● **Supplied text**
- Opening Delimiter -

Legislation like the Uniform Electronic Transactions Act (UETA) and ESIGN Act have also paved the way by making eSignatures and eNotes permissible throughout the United States. eNotarization and eRecording regulations vary from state to state; however, in 2019, ALTA reported that 55% of the country allows eRecording.
What are the benefits of eClosing technology?
Mortgage eClosings benefit title and settlement agents, real estate attorneys, lenders, and homeowners. Below are the top six benefits of eClosing technology:
Benefit #1: Convenience
With eClosing technology, stakeholders can sign documents from anywhere, at any time. Pertinent closing documents are available in a single secure location and easily accessible to the right people. With mortgage data and documents available digitally, shipping and document loss is no longer an issue, an operating cost, or a risk to the closing process.

- Closing Delimiter -

● **Material shown**
- Opening Delimiter -

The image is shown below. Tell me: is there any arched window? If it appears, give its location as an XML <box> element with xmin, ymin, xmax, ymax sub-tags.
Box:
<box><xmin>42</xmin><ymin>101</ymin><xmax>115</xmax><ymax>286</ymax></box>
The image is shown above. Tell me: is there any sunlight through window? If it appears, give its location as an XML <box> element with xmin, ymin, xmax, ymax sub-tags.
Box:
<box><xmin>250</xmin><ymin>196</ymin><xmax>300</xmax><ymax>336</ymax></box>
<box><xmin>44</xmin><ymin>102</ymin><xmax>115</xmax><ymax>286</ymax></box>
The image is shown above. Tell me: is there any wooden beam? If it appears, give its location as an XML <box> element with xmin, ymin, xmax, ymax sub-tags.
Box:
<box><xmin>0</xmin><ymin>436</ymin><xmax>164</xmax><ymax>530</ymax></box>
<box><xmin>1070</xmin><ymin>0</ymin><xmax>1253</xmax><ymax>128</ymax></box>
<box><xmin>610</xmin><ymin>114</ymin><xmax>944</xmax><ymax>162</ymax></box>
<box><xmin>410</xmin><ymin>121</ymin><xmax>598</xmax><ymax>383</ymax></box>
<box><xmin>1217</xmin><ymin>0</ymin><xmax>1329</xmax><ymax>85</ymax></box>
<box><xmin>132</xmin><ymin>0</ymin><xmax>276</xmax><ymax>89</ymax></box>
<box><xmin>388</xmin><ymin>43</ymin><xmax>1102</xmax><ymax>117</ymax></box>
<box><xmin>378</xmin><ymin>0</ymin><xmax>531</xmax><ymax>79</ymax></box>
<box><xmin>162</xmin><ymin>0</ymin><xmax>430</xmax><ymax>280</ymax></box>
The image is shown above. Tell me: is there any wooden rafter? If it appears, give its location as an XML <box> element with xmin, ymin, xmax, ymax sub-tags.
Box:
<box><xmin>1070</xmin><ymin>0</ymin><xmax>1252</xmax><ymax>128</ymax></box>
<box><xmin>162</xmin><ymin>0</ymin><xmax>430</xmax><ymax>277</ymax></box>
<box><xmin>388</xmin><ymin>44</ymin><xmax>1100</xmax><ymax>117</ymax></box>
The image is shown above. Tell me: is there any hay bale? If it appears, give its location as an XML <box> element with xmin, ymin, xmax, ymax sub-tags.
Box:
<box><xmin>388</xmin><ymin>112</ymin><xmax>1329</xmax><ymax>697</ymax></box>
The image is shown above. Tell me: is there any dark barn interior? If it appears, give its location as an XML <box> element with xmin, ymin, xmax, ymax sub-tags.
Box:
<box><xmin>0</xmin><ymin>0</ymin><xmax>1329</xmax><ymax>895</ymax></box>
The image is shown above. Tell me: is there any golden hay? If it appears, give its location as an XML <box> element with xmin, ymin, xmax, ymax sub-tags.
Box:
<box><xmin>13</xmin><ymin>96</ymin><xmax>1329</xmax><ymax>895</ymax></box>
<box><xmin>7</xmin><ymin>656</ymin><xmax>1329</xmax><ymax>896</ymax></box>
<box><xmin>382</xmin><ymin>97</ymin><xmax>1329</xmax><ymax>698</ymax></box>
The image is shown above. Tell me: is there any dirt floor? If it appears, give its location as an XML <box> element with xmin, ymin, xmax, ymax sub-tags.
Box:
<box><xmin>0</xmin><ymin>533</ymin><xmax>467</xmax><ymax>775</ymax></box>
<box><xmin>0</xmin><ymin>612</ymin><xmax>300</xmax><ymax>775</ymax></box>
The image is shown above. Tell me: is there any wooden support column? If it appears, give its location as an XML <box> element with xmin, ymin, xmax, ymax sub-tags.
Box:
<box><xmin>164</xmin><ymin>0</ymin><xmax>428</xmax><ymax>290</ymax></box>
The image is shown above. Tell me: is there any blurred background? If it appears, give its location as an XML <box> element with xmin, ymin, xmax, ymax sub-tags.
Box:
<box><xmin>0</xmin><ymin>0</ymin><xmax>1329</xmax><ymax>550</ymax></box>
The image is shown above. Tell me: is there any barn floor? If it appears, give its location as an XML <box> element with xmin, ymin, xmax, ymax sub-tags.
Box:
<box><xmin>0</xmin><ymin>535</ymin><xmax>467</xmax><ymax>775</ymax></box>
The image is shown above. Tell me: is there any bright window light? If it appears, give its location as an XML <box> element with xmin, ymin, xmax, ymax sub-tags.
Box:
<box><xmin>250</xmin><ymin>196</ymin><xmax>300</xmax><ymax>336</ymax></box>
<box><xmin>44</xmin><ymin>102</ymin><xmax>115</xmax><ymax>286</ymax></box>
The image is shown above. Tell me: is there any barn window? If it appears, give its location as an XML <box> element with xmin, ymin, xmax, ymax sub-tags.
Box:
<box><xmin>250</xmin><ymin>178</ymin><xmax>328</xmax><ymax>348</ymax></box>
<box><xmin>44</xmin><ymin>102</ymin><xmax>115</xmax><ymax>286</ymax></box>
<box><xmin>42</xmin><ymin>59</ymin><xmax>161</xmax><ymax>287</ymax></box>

- Closing Delimiter -

● **Check your understanding**
**1)** According to the text on eClosing technology, what percentage of the country allowed eRecording in 2019, as reported by ALTA?
**2)** Write a continuation of the text on eClosing technology, picking up after its final sentence.

● **Task-by-task outputs**
**1)** 55%

**2)**
Benefit #2: Cost and time savings
According to McKinsey and Company, in 2021, the average loan origination cost was $7,000-$9,000. Due to manual loan processing and underwriting, on average, 10-14 mortgages are closed per full-time employee per month, resulting in an average closing time of greater than 45 days, significantly impacting customer satisfaction levels. Mortgage eClosing capabilities can lower the cost to close a loan, ultimately decreasing origination costs for lenders. In addition, digital closing options can speed up the overall closing process, and dazzle homeowners come closing day.
Benefit #3: Security
All mortgage closing documents and consumer information are stored on a secure platform with multi-factor authentication (MFA). With digital audit trails, title agents, lenders, real estate lawyers, and online notaries can spot altered information and understand who has viewed and executed what and when.
Benefit #4: One source of digital truth
Digital mortgage platforms today allow lenders to close a mortgage from a single tool. There is no need to use numerous methods or tools that waste time, effort, and money. Investing in and implementing one platform helps lenders, title agents, and online notaries omit manual work, easily hit closing dates, and boost office productivity and potential revenue.
Benefit #5: Fewer delays and errors
There’s no need to double-check signatures or checkboxes manually. eClosing technology allows less room for mistakes in closings, easily detecting discrepancies and allowing lenders and title agents to do more accurate closings—saving time and effort.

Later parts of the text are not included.